● Records
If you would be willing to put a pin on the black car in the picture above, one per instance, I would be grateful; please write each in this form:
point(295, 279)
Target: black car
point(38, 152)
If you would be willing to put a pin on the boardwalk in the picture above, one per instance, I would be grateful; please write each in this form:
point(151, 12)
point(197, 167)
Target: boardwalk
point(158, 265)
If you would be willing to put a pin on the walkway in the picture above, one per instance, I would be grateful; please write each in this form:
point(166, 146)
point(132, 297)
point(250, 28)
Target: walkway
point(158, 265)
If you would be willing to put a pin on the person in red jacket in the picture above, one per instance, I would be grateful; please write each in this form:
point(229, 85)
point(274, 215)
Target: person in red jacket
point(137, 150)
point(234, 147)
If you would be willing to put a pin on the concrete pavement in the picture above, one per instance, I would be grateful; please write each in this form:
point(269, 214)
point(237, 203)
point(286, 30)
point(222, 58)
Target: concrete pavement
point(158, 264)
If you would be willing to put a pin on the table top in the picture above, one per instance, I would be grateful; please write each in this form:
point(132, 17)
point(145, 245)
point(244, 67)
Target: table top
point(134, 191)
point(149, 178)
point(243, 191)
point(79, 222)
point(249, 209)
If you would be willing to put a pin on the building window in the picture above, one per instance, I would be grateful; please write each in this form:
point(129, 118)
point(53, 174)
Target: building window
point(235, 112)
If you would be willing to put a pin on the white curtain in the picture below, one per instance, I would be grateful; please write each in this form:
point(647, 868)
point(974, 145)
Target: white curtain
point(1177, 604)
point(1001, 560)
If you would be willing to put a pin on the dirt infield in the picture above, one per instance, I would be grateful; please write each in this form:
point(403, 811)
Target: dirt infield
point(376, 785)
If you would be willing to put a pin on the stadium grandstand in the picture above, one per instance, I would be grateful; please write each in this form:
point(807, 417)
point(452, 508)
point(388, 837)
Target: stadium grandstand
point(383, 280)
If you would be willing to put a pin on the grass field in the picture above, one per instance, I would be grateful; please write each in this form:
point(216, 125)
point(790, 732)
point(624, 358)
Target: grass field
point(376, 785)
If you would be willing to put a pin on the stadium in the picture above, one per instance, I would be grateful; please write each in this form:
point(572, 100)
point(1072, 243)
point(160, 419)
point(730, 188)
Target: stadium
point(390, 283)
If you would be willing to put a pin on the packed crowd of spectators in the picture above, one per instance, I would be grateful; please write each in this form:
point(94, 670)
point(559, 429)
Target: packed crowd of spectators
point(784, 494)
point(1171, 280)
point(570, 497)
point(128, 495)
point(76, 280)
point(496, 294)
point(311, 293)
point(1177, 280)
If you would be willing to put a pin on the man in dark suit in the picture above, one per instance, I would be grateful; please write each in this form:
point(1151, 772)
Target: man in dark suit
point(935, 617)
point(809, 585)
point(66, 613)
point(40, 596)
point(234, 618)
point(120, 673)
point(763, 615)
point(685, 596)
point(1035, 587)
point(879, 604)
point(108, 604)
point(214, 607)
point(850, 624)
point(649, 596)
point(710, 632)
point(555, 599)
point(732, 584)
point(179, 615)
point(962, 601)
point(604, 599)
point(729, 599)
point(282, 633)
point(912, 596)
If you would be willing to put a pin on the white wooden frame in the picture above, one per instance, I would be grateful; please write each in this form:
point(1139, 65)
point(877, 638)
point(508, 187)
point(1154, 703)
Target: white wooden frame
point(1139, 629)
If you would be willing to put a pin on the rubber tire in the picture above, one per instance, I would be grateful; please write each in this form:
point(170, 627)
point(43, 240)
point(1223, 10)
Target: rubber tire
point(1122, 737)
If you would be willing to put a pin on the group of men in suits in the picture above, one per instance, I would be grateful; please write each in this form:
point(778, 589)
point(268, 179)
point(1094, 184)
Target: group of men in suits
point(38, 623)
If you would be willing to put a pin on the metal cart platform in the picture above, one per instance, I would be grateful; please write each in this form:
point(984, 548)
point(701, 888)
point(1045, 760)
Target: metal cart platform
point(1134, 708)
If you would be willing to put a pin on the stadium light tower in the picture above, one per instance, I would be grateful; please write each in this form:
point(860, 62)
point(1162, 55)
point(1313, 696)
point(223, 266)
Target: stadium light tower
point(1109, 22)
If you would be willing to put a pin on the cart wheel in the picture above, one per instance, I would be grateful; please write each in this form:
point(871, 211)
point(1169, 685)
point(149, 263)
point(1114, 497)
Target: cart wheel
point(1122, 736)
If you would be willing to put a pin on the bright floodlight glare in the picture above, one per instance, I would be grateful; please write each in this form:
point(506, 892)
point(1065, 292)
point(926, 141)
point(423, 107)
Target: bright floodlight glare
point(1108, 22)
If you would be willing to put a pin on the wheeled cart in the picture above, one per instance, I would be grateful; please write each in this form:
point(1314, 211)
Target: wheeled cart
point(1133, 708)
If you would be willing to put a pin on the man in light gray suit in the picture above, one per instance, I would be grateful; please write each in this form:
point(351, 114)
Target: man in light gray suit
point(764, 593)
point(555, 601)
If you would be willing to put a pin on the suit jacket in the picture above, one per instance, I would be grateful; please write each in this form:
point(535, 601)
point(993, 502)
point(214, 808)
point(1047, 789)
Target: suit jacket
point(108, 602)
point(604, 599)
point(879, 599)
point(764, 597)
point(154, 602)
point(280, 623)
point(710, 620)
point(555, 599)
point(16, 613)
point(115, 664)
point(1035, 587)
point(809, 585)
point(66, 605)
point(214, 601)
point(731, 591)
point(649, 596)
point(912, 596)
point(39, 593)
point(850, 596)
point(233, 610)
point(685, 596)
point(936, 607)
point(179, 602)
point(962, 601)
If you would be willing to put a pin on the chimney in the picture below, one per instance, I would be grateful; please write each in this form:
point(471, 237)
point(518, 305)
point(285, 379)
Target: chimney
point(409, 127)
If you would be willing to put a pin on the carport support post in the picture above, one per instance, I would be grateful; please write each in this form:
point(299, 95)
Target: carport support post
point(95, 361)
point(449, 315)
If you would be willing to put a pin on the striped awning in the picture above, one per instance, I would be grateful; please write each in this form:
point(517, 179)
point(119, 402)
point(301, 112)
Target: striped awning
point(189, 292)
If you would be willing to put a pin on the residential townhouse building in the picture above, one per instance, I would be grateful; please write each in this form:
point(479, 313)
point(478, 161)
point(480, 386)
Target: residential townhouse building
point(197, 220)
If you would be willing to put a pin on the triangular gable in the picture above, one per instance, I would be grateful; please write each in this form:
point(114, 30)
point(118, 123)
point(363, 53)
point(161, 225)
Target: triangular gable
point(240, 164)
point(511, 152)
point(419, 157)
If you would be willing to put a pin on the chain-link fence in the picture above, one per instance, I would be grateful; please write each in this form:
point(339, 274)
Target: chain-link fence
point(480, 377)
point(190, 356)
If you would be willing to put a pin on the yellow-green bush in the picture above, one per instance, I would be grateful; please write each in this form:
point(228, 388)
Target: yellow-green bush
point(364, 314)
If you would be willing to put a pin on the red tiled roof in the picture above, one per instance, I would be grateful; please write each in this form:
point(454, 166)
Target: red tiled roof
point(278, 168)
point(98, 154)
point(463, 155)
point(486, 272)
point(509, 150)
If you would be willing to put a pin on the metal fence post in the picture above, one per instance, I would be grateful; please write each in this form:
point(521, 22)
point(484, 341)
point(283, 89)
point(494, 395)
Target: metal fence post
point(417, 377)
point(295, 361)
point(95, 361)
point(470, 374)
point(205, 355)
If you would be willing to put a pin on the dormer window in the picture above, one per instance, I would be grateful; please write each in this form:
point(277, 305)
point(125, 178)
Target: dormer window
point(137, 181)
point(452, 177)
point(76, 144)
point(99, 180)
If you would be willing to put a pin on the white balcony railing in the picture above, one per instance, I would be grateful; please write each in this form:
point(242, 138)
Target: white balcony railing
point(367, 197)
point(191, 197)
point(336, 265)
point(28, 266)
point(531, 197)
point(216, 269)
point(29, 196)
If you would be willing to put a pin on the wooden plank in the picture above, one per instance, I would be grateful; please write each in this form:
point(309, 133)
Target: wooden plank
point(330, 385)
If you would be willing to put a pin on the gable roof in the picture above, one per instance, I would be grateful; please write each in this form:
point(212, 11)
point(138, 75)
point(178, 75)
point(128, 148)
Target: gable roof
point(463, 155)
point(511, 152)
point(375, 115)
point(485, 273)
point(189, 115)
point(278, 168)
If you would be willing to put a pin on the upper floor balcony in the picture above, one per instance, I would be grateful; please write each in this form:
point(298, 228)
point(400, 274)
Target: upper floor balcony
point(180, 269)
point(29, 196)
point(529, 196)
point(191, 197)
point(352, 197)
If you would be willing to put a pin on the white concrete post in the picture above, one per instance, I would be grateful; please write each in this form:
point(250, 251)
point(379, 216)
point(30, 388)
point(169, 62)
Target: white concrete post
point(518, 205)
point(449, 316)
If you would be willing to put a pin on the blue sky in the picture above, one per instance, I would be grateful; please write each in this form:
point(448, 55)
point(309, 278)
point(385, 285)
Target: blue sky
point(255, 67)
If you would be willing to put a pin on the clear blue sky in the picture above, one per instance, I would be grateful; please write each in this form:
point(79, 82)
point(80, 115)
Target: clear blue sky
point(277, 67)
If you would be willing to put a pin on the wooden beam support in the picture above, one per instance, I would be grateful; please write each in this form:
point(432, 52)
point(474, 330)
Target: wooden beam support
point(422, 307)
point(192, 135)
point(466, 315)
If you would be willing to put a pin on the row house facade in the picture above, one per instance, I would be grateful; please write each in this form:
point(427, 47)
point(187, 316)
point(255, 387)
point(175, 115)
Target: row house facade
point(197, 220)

● Exercise
Copy out the lines of the listing above word for word, from the line containing "the stadium grandstand" to the line containing "point(1177, 280)", both of those lines included.

● Task answer
If you would be willing to put a pin on the stadium grandstand in the picture above, one per instance, I would be grateful; please write each in this form:
point(807, 417)
point(452, 508)
point(388, 837)
Target: stadium grandstand
point(383, 280)
If you would be willing to put a pin on the grass field in the picture above, one per instance, I would be grateful; please write each in this form:
point(216, 125)
point(790, 732)
point(624, 358)
Target: grass field
point(376, 785)
If you would be willing to put a pin on the stadium in the picture above, one per instance, I would be grateful; please write each in this form:
point(572, 100)
point(1072, 243)
point(160, 419)
point(730, 188)
Target: stadium
point(390, 283)
If you would be willing to put a pin on the packed crowd of spectators in the picture above, one per instance, I would be grateful; please write each in this form:
point(94, 670)
point(559, 429)
Target: packed crowd of spectators
point(784, 494)
point(1171, 280)
point(570, 497)
point(128, 495)
point(76, 280)
point(496, 294)
point(311, 293)
point(1177, 280)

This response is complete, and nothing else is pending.